* **SOURCE**
* * * * * * *
The Achaemenid Persian Empire (c. 500 BC)
In the early sixth century BC, the Middle East was a theatre of war between several empires competing for dominance of the region. The Median Empire asserted its control over all of Iran and the mountainous areas directly north of Mesopotamia while the so-called Neo-Babylonian Empire toppled the Assyrians and consolidated its power centre in the fertile lands between the Euphrates and Tigris.
Meanwhile, after the fall of the New Kingdom and the ensuing centuries of internal conflict, Egypt managed to reconsolidate one more time under its twenty-sixth dynasty. In a beautiful example of how history always seems to repeat itself, the reborn Egypt challenged the Neo-Babylonian Empire for control of the eastern Mediterranean coasts, much like the New Kingdom had battled the Hittites centuries earlier. Yet the days of Egypt’s greatness under the New Kingdom were long gone. The Neo-Babylonian Empire soundly defeated Egypt and pressed into Palestine, capturing Jerusalem in 587 BC and turning Egypt into a de facto puppet state. Babylon thus emerged victorious and became the supreme centre of the ancient world.
However, fortunes were about to shift completely. Shortly before 550 BC, the Median Empire faced a revolt in southern Iran which paved the way for the rise of a new power: the Achaemenid Persians, led by Cyrus the Great. Taking over control of southern Iran, the Persian heartland, Cyrus embarked on a systematic campaign of conquest in the Middle East. Persian forces swept westwards, reaching Lydia by 545 BC, overthrowing the Lydian kingdom of Croesus and taking over much of Asia Minor. Only a few years later, the Neo-Babylonian Empire underwent the same fate when Cyrus defeated its armies in 539 BC at Babylon itself, simultaneously ending the Babylonian Captivity of the Jews. Next, the Persian war machine stormed into the east and Cyrus expanded his empire as far as the north-eastern regions of Iran, where he ultimately fell in battle against the nomads of Central Asia. His son and successor Cambyses continued the Persian rise to power, consolidating Persian holdings and annexing Egypt by 525 BC.
* * * * * * *
* **RECORDED DATA**
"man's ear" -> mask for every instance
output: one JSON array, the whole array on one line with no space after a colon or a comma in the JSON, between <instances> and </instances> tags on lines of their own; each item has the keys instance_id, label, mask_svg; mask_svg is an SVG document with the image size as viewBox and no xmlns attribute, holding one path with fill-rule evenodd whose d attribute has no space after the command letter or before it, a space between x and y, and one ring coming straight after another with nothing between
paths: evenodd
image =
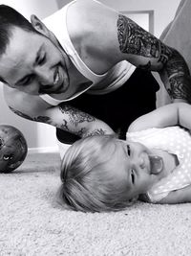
* * * * * * *
* **AIM**
Pick up the account of the Achaemenid Persian Empire after its last sentence and carry it forward. The data were taken from a separate source and are unrelated to the text on the Achaemenid Persian Empire.

* **REPLY TO THE EXERCISE**
In approximately thirty years time, the Achaemenid Persians had created the largest empire the world had ever seen until then, uniting for the first time the entire region of Egypt, the Middle East and Iran under one empire. This implied the de facto unification of most of the sedentary and urbanised world in the west of Asia. Cambyses’ successor Darius managed to keep the empire together despite a number of revolts and steered it to its zenith of power. The empire was divided up into approximately twenty provinces, called satrapies, of which the inhabitants were allowed significant local autonomy as long as Persian lordship was recognised.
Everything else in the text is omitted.